SELECTED PASSAGE:

The Healing Paradox

I'm A Banana

Potassium-Rich
pemerton said:
Weekly, daily, per-5-minutes, etc.

Ah. Then yes, I don't believe healing powers need to pop back necessarily on the same cycle as all of your HPs. The necessary requirement for doing that is that you pay attention to how much your healing powers can heal the party. As of 5e's current playtest rules, it's pretty clear that if HP didn't all come back at the end of the day, that two clerics spending all of their magic might be able to heal one character up to full, meaning it could still take a few days to get the party up to full.

Not that I'd necessarily advocate for not changing the spells as they exist now, just that it shows how limited healing power can "speed up" the time taken to get to full hp without necessarily making it the same as healing everything overnight.

pemerton said:
4e (at least prior to Essentials) doesn't make or need any assumptions about how many encounters can be dealt with in a given period between extended rests.

Page 104, 4e DMG.

It's not a hard-and-fast limit, but it is an expected average. It is the time frame in which the mechanics actually take place, at any rate: action points recharge after 2 encounters. This point is not arbitrary. It is based on expected rates of monster damage vs. PC HP and healing surges.

This was also taken into account in the Dungeon Delve book: 3 encounters per delve is not an arbitrary number.

4e characters ARE good survivors, and smart tactics and varying encounter vs. player types (especially throwing in risks that don't drain surges) and party member numbers are going to vary that rate, because that rate isn't stone-set, it's a guideline.

Raw records:

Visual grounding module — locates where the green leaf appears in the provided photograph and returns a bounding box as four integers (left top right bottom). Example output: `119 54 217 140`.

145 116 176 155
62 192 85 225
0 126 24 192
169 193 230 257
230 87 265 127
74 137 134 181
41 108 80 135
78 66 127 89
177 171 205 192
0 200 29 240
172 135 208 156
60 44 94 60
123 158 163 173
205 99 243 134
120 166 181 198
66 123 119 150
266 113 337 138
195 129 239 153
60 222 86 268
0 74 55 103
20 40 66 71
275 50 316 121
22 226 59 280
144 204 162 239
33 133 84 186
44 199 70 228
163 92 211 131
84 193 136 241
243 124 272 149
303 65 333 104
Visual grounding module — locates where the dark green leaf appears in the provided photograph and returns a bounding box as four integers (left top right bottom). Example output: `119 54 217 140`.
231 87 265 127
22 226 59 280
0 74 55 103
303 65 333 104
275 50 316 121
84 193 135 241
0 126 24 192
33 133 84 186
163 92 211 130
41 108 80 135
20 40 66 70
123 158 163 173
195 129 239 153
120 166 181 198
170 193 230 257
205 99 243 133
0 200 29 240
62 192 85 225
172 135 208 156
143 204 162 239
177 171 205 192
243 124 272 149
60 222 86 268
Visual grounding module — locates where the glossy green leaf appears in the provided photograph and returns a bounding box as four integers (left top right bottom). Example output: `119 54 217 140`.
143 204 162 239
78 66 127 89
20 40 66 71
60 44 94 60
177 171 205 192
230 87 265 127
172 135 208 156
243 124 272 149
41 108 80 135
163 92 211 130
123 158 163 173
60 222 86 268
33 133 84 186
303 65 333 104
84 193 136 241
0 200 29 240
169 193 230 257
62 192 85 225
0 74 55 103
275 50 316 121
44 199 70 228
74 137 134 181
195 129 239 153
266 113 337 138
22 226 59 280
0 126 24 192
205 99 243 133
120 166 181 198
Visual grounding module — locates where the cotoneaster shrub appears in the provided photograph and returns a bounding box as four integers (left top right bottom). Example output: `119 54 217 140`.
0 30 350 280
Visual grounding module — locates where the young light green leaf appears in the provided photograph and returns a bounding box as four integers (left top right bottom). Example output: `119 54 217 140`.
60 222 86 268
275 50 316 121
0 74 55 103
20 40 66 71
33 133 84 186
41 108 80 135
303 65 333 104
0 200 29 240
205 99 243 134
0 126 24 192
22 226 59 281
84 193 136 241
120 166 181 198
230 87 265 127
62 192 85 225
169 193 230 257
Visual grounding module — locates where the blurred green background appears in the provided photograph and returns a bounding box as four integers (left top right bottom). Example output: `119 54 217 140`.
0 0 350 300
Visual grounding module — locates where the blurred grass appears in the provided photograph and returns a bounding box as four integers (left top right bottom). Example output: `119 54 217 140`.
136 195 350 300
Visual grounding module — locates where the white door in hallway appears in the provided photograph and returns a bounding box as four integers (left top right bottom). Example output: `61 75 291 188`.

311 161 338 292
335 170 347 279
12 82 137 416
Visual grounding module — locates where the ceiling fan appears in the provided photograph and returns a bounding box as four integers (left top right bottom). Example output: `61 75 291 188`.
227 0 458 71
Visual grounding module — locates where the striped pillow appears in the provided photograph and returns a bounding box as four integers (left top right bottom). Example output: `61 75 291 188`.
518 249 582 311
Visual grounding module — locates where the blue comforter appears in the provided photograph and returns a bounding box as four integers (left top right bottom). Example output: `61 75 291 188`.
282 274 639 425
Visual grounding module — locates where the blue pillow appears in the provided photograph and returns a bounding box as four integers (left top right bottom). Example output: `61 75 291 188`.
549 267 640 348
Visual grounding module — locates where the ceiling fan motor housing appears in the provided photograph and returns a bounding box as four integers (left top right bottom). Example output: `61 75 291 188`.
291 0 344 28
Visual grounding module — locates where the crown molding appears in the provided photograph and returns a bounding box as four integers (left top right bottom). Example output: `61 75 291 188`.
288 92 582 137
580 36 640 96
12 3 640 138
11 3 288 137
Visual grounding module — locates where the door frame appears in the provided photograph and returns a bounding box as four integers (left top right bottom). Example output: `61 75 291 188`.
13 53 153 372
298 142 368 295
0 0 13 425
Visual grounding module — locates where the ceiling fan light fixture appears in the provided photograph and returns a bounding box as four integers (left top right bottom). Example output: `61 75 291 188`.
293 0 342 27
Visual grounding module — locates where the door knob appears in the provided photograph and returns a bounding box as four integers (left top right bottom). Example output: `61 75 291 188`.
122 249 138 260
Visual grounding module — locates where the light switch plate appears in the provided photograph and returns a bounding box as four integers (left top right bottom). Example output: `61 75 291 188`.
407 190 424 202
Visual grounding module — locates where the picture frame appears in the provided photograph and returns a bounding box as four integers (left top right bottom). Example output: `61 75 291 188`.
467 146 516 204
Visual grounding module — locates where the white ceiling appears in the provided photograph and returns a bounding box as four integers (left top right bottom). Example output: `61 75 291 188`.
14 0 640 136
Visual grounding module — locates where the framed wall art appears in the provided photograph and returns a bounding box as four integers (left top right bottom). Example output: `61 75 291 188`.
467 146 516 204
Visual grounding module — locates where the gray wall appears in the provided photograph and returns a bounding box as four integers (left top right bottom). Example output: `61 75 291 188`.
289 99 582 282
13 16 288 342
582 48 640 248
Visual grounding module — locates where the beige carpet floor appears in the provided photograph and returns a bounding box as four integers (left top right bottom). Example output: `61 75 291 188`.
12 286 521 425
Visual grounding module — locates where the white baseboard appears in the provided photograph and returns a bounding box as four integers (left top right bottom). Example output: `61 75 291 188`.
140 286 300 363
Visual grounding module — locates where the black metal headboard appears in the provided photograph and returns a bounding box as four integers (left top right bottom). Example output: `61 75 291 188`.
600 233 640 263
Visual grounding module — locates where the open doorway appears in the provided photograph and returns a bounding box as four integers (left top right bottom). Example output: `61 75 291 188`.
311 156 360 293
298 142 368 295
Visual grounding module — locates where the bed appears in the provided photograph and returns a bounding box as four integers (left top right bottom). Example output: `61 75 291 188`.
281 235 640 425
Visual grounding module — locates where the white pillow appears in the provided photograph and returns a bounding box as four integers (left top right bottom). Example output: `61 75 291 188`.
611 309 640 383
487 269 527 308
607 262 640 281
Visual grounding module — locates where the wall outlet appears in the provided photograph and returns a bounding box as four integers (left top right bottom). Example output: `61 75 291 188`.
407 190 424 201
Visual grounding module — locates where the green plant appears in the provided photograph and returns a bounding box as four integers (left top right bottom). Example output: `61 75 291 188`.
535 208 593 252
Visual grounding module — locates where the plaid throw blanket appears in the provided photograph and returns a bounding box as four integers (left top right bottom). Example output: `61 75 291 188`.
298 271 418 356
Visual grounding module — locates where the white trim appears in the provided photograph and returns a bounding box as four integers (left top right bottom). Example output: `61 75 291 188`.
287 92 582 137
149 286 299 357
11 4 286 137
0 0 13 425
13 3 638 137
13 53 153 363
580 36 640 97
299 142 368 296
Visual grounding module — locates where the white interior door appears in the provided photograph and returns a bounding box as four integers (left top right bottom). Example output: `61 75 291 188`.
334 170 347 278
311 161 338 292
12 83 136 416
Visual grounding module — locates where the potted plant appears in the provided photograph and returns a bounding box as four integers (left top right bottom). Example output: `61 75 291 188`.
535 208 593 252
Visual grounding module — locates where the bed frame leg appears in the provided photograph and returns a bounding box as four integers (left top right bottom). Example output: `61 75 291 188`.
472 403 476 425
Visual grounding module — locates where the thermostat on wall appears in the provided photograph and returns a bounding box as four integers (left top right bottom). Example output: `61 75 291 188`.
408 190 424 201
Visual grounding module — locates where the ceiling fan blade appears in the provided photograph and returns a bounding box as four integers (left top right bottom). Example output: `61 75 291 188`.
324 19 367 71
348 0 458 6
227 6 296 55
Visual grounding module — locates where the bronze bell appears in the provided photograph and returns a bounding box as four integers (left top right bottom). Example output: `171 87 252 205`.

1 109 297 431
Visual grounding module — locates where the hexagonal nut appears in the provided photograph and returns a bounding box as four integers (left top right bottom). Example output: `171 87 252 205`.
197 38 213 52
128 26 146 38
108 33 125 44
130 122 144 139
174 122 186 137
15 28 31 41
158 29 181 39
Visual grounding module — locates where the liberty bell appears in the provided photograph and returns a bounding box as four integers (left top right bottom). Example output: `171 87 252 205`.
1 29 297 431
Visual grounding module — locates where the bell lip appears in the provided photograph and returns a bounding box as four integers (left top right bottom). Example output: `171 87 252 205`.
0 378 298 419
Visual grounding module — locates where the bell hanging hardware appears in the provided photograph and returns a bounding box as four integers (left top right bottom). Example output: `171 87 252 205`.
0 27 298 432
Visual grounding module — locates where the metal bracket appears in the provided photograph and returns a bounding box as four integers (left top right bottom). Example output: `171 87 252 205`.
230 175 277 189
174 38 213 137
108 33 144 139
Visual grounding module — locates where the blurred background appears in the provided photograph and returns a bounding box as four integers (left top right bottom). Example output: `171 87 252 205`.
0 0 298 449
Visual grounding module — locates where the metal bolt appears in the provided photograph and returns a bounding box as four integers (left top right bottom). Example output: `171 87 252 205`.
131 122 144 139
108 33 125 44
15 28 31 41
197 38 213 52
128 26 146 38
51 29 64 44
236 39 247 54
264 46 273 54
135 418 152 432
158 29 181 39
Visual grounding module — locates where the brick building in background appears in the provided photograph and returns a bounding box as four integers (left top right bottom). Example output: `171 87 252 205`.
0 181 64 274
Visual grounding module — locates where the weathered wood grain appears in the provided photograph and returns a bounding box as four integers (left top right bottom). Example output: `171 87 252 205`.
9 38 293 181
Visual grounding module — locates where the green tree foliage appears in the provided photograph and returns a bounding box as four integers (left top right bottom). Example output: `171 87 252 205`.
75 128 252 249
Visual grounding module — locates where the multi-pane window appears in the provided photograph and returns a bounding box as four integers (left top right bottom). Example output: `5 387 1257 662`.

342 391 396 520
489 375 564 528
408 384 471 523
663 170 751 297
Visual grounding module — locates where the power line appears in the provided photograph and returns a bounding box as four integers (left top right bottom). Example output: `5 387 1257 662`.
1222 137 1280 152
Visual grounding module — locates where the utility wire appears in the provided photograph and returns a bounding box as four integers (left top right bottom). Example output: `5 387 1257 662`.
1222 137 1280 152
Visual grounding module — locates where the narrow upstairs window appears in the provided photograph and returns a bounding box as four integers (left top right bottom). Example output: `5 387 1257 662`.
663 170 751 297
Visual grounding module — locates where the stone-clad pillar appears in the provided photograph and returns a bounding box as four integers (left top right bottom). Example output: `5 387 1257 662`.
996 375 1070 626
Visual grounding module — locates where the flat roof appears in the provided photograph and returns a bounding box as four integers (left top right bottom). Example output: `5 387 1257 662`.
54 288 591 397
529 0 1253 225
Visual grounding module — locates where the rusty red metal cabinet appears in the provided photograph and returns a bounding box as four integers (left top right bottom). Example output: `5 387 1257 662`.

TO DO: Please quote the stretch of the healing discussion from "I'm A Banana" through "up to full.".

REPLY TO THE EXERCISE:
I'm A Banana

Potassium-Rich
pemerton said:
Weekly, daily, per-5-minutes, etc.

Ah. Then yes, I don't believe healing powers need to pop back necessarily on the same cycle as all of your HPs. The necessary requirement for doing that is that you pay attention to how much your healing powers can heal the party. As of 5e's current playtest rules, it's pretty clear that if HP didn't all come back at the end of the day, that two clerics spending all of their magic might be able to heal one character up to full, meaning it could still take a few days to get the party up to full.